| Exercise requirements |
Without the pictures, reproduce the records that follow exactly.

| Extracted information |
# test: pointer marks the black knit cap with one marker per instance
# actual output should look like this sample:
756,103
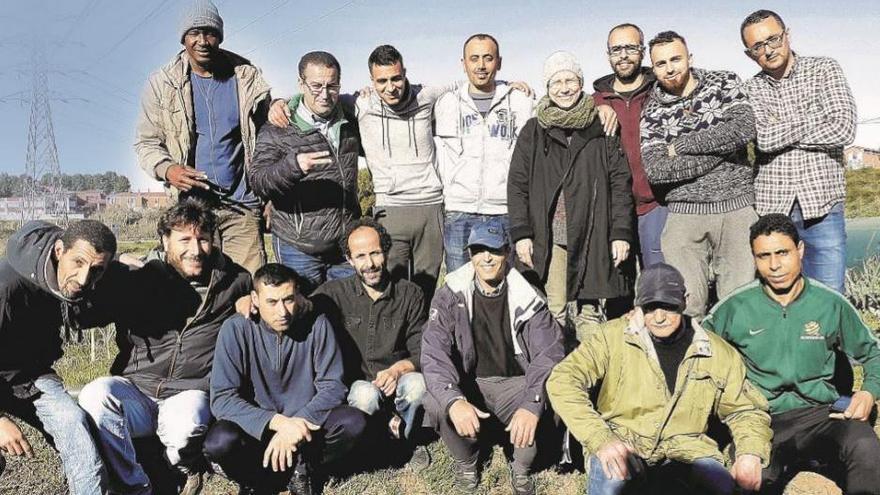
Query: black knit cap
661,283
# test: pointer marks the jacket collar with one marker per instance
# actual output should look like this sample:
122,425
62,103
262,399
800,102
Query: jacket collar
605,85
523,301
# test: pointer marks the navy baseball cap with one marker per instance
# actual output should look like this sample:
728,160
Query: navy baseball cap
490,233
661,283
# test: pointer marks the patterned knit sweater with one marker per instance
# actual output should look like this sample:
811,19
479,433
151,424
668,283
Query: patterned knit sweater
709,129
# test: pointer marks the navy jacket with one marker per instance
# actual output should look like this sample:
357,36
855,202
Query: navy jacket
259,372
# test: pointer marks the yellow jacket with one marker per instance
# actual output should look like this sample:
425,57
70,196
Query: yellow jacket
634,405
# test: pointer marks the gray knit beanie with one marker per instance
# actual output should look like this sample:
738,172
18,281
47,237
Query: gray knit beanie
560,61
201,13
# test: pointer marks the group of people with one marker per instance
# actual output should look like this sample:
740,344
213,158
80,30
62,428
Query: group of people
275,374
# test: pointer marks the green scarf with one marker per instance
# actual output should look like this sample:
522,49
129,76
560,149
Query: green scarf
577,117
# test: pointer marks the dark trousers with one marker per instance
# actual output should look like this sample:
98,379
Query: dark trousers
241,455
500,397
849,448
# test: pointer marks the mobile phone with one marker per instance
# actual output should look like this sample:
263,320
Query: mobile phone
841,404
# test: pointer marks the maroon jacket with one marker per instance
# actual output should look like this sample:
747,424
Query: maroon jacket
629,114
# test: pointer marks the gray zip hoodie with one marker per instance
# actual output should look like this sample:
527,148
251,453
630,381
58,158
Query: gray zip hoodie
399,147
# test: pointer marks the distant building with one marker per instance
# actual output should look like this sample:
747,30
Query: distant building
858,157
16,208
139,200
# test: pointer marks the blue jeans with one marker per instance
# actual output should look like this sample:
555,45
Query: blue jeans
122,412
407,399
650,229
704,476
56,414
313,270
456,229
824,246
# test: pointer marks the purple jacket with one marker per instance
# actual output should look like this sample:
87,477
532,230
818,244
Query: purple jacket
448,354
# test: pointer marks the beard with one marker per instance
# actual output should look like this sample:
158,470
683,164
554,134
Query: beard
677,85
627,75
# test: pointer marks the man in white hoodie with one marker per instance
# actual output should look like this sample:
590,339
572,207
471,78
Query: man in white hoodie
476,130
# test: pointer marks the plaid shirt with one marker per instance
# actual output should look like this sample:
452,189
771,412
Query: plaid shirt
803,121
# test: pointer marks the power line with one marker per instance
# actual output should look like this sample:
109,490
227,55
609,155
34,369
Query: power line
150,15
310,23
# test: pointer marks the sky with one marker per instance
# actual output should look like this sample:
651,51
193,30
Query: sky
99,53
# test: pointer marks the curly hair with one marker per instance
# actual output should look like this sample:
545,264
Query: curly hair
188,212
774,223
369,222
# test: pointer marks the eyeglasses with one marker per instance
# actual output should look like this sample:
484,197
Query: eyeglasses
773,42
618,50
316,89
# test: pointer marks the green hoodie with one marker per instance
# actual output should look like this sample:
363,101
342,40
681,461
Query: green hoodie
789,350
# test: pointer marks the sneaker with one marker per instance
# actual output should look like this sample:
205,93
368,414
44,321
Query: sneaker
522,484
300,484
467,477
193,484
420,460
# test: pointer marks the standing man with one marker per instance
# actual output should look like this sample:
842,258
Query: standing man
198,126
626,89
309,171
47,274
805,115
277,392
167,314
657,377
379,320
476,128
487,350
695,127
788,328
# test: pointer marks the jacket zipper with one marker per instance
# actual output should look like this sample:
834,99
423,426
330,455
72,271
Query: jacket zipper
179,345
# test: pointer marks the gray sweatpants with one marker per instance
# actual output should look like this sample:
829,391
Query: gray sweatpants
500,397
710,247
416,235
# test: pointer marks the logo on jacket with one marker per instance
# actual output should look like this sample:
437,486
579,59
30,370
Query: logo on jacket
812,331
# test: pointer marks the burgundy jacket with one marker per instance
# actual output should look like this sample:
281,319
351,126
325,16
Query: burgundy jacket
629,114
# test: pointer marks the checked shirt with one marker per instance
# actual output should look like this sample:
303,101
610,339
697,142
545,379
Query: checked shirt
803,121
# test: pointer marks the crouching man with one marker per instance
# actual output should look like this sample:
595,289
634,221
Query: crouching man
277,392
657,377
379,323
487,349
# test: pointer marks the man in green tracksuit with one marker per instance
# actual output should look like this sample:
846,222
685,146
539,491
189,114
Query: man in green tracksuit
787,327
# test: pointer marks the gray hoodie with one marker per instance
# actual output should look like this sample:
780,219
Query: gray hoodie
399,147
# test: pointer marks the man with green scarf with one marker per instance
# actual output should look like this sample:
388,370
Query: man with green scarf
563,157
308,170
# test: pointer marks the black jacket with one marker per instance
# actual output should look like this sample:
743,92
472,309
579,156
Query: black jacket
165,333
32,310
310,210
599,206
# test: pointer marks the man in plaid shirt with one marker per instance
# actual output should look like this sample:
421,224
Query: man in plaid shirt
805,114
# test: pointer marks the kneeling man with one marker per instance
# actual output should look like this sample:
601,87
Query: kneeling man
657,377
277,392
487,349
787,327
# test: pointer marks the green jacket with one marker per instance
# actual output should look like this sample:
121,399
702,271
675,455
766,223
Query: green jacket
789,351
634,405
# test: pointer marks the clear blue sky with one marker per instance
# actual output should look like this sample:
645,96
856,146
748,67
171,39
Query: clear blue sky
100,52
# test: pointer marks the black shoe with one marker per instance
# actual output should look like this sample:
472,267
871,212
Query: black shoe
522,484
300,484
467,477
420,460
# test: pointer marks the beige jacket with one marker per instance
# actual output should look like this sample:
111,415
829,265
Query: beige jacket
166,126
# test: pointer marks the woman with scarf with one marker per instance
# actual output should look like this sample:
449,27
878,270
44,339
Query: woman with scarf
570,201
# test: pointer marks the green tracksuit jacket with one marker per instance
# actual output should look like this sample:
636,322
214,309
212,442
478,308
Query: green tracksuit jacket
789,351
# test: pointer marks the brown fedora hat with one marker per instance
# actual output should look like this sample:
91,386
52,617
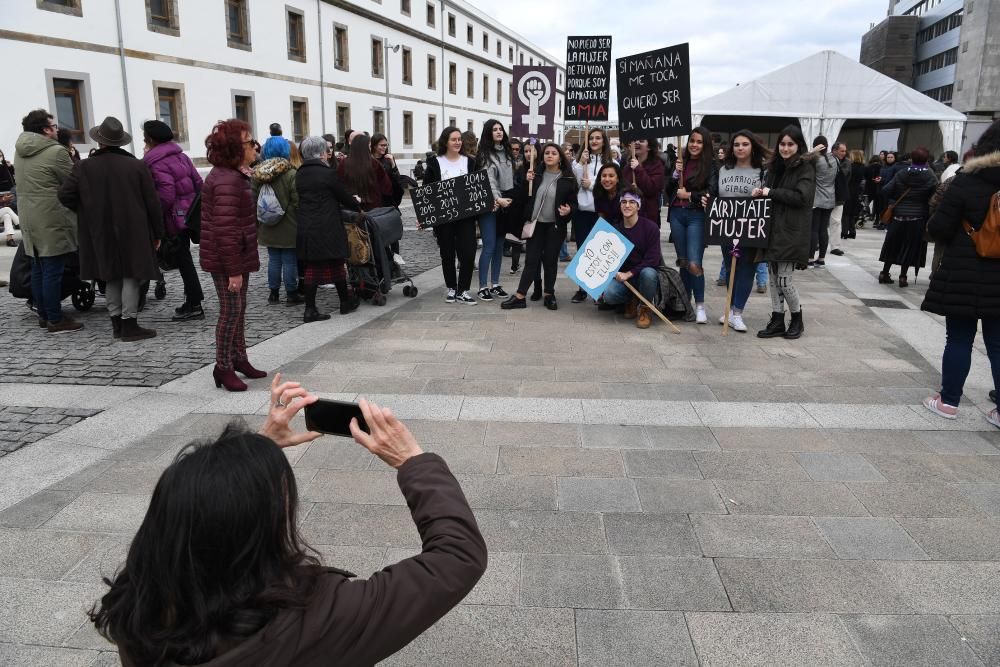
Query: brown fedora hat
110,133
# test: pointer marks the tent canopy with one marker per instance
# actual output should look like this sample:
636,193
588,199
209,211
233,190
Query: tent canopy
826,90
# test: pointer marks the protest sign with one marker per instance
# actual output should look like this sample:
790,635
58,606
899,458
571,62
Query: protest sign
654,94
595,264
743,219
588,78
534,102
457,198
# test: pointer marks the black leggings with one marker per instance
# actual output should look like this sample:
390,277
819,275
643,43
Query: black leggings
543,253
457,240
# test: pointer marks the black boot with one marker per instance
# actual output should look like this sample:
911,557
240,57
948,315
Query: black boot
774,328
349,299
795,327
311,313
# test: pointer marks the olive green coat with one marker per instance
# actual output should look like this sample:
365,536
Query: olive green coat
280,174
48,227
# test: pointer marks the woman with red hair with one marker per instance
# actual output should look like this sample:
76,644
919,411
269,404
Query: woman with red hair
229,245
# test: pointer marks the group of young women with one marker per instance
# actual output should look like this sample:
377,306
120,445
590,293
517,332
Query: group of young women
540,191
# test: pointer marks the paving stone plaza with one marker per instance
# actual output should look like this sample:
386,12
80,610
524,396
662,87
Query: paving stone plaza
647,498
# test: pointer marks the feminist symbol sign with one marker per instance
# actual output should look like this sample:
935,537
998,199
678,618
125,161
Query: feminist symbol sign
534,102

| Task answer |
# test: pointer marks the black knit cap with one marker per instance
# actual output should look like this sample:
756,103
Query: black knit cap
661,283
# test: pointer marks the jacket collar with one marker per instance
# actual output should look like this sample:
122,425
62,103
262,399
800,102
Query: jacket collar
605,85
523,301
# test: pointer marks the navy baseball cap with one marker per instance
# actual output should look like this sample:
728,160
Query: navy baseball cap
490,233
661,283
# test: pointer marks the patterned knit sweater with one marker per instance
# actual output should look like this sample:
811,19
479,433
151,424
668,283
Query: patterned knit sweater
709,129
# test: pointer marks the navy jacket with one marker per instance
# actual output should look like this sample:
357,36
855,202
Query: navy jacket
259,372
# test: pointer marks the yellow jacket with one marker per instance
# actual output should look like this sample:
425,57
70,196
Query: yellow jacket
634,405
# test: pointer marks the gray knit beanie with one marker per instance
# actual output should look like this sample:
738,172
18,281
47,237
Query: gray knit beanie
560,61
201,13
# test: pointer marks the group of people with one marker per instance
# actual output should look like this sample:
740,344
213,158
80,30
62,428
Query: group of people
275,374
# test: pointer marks the green scarf with one marker per instance
# actual output should look like this sample:
522,49
129,76
560,149
Query: green scarf
577,117
# test: pointer marks the dark trousers with one marker per instance
# actual output should look like this sample:
98,379
Query: dark trousers
241,455
500,397
849,448
# test: pointer marks the mobile phone with one marker per instance
# actual output should look like this sample:
263,320
Query: mobile phone
841,404
# test: pointer marks the maroon jacket with one marker per instance
# actual output should look like this sample:
747,424
Query: maroon jacket
629,114
# test: pointer marks the gray zip hoodie with one marker per instance
# actual output should look like this sample:
527,148
251,453
630,381
58,158
Query: gray zip hoodie
399,147
# test: pointer marks the distant building with one marker per instance
# actual output should look like this sample:
747,30
Query: distant building
858,157
16,208
139,200
# test: pointer marks the blue jeans with one marker per instance
# actual output should look like this sample:
555,45
Query: blue jeans
122,412
407,399
650,229
704,476
56,414
313,270
456,229
824,246
# test: pointer marks the purple jacket with one marker per instance
# actual output should look like this sample:
87,477
532,230
818,244
Query: purple jacket
448,354
# test: pointer marks the beard with one marker per instance
# actual output should look like this sample:
158,470
683,164
554,134
Query: beard
677,85
627,75
# test: pointer marks the man in white hoodie with one marker per instance
# actual output should look like this sample:
590,339
572,207
471,78
Query: man in white hoodie
476,130
# test: pointer marks the plaid shirt with one marker per instance
# actual output should look like this sample:
452,189
771,412
Query: plaid shirt
803,121
# test: pointer marks the power line with one marker per instance
# actual output should look like this sample:
109,490
227,55
609,155
34,369
Query: power line
150,15
310,23
# test: pointer marks the sky with one marker per instance
# actual output should look like this sample:
651,51
193,30
Query: sky
99,53
# test: pointer marks the curly hair with one marker per instance
# actual output should look like this sample:
545,264
Query: curly hair
188,212
774,223
369,222
# test: pointer marks the eyeglasses with one marker per instance
# actual output should look like this sample:
484,197
Query: eyeglasses
773,42
618,50
316,89
# test: pointer marks the green hoodie with one marker per instance
# actual output should look like this sample:
363,101
342,40
681,461
Query: green hoodie
789,350
# test: pointer marks the sneaker with one marker per instance
# actual output should look like this sample:
205,93
368,414
44,321
Query: sneaker
522,484
300,484
467,477
193,484
420,460
# test: pointer marks the standing man with one marker per instance
# actual output should look like this sample:
842,258
Query: standing man
198,126
626,89
309,171
47,274
805,115
277,392
167,314
657,377
379,320
476,128
487,350
695,127
788,328
# test: pointer marks the jacket zipper with one marker per instance
# actual output should look like this sample:
834,99
423,426
330,455
72,271
Query: jacket zipper
179,345
# test: pointer marks the gray sweatpants with one marker per instance
# actual output should look like this sample:
829,391
Query: gray sweatpants
500,397
710,247
416,235
# test: pointer marks the logo on jacket with one marker per instance
# actual output should look like this sample:
437,486
579,59
30,370
Query: logo on jacket
812,331
# test: pointer marks the burgundy jacket with one marker per instance
# actual output should look like this sample:
281,319
351,126
325,16
Query: burgundy jacket
629,114
# test: pointer marks the checked shirt with one marker per instance
# actual output should look like this sample:
303,101
610,339
697,142
545,379
Query: checked shirt
803,121
# test: pointer marks the crouching man with one marker per instance
# actual output should look like this sample:
595,289
634,221
Query: crouching man
277,392
657,377
379,323
487,349
# test: pointer marks the man in green tracksuit with one marker per instance
# actual output should look like this sample:
846,222
685,146
539,491
189,114
Query: man in green tracksuit
787,327
# test: pointer marks the gray hoodie with one marker per instance
# actual output should look like this sample:
780,219
Query: gray hoodie
399,147
# test: pointer marks the man with green scarf with one marker per instance
# actual output should look like this sample:
388,370
Query: man with green scarf
563,157
308,170
# test: pointer marks the black jacket with one marker per instance
# actual output should look like this sample:
743,92
472,309
579,156
Query: black jacket
165,333
32,310
310,210
599,206
# test: pointer marks the man in plaid shirt with one marker per instance
# actual output should look like this sample:
421,224
Query: man in plaid shirt
805,114
# test: pointer marks the kneeling man with one marker per instance
# actual output should look like this sample:
601,87
Query: kneeling man
657,377
277,392
487,349
787,327
# test: pointer marks the green jacket with one marker per instance
# actual output should look like this sample:
121,399
702,271
675,455
766,223
Query: green jacket
789,351
634,405
# test: pointer marks the clear blue sky with one marker per instance
# actual output should look like this sample:
645,96
856,146
748,67
171,39
Query: clear blue sky
100,52
# test: pointer marks the black shoe with one marker per instance
# actual output should look like this sample:
472,267
871,212
Query: black shoe
522,484
300,484
467,477
420,460
# test: pointer marks the beige jacket with one marker per instance
# actual output should look like this sample:
111,415
829,265
Query: beige jacket
166,126
# test: pointer marks the woman with scarf with one marker per instance
# actual output should look like this sample:
449,27
878,270
44,339
Query: woman with scarf
570,201
# test: pointer marks the green tracksuit jacket with one marker per instance
# actual output should look like this sample:
636,322
214,309
212,442
478,308
Query: green tracksuit jacket
789,351
# test: pointer marks the brown fedora hat with one marker per instance
# actual output should look like this sample:
91,386
52,617
Query: brown fedora hat
110,133
# test: pointer marks the tent canopy with one marker per instance
# actual output should look like this sample:
636,193
588,199
209,211
233,190
Query: tent canopy
826,90
# test: pointer marks the protest sign with one marker per instance
# actual output should look like this sample:
790,635
58,606
899,458
571,62
Query: protest sign
654,94
595,264
743,219
588,78
534,102
457,198
# test: pointer marks the black leggings with one marker per instance
# actual output should look like this sample:
390,277
819,275
643,43
Query: black leggings
543,253
457,240
# test: pointer marks the black boot with one marker per instance
# actual output should look like this sample:
911,557
240,57
948,315
Query: black boot
774,328
349,299
795,327
311,313
# test: pointer marks the olive green coat with one marker per instance
# actual output should look like this sample:
365,536
Query: olive green coat
280,174
48,227
# test: pointer marks the woman with red hair with one marker per instance
# actual output should look like this sample:
76,644
919,411
269,404
Query: woman with red hair
229,245
# test: pointer marks the group of young women with one marker per instance
# actual output should look like this sample:
377,306
120,445
590,293
517,332
Query: group of young women
540,191
# test: pointer marks the paving stone plaza with one marker per instance
# actual output should look like this sample:
386,12
80,610
524,396
662,87
Query: paving stone plaza
647,498
# test: pointer marks the feminist symbol sign with one marker per instance
# actual output should look like this sample:
935,537
998,199
678,618
125,161
Query: feminist symbol sign
534,102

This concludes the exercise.